Cosa produrre
Trascrivi parola per parola la parte del brano su papa Francesco e la burocrazia vaticana, da "Papa Francesco ha" fino a "Chiesa dove vorrebbe." compreso.

Brano del documento
==================================================
Papa Francesco ha usato parole così dure da lasciare allibiti i suoi interlocutori – vescovi, cardinali, alti prelati – ha parlato di “alzheimer spirituale”, “terrorismo delle chiacchiere”, “carrierismo”, “intrighi di potere”.
I media dicono che ha denunciato le 15 malattie o i 15 peccati della Curia. Il realtà la malattia è una sola: la burocrazia vaticana che gli impedisce di attuare le riforme e portare la Chiesa dove vorrebbe.
Lo stesso motivo per cui il suo predecessore, Papa Ratzinger, ha gettato la spugna: non riusciva a governare. Direzioni opposte: il Papa tedesco puntava sul rigore dottrinale, quello argentino sull’apertura al mondo. Ma nessuno dei due riesce a procedere. Burocrazia e intrighi bloccano tutto.
E dire che il Papa ha un potere assoluto: eletto a vita; nomina lui cardinali, vescovi, vertici della Curia. In poche parole è un dittatore. Ma capita che nemmeno i dittatori riescano a comandare. (Ricordate Mussolini? “Non è difficile, è inutile provare a governare gli italiani”…)
Se non riesce a governare la Chiesa il dittatore “arrivato dalla fine del mondo”, figurarsi se può governare il nostro Paese un qualunque povero presidente del consiglio! Che non ha neanche lontanamente i poteri di un Papa, che non può nominarsi i ministri né sciogliere le Camere; in balia non solo della burocrazia ministeriale, ma di tutte le varie corporazioni la cui parola d’ordine è una sola: nessuno ci tolga i privilegi acquisiti.
==================================================
Estratto dei dati
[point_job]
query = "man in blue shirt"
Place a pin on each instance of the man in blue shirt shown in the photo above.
==================================================
Risposta
Papa Francesco ha usato parole così dure da lasciare allibiti i suoi interlocutori – vescovi, cardinali, alti prelati – ha parlato di “alzheimer spirituale”, “terrorismo delle chiacchiere”, “carrierismo”, “intrighi di potere”.
I media dicono che ha denunciato le 15 malattie o i 15 peccati della Curia. Il realtà la malattia è una sola: la burocrazia vaticana che gli impedisce di attuare le riforme e portare la Chiesa dove vorrebbe.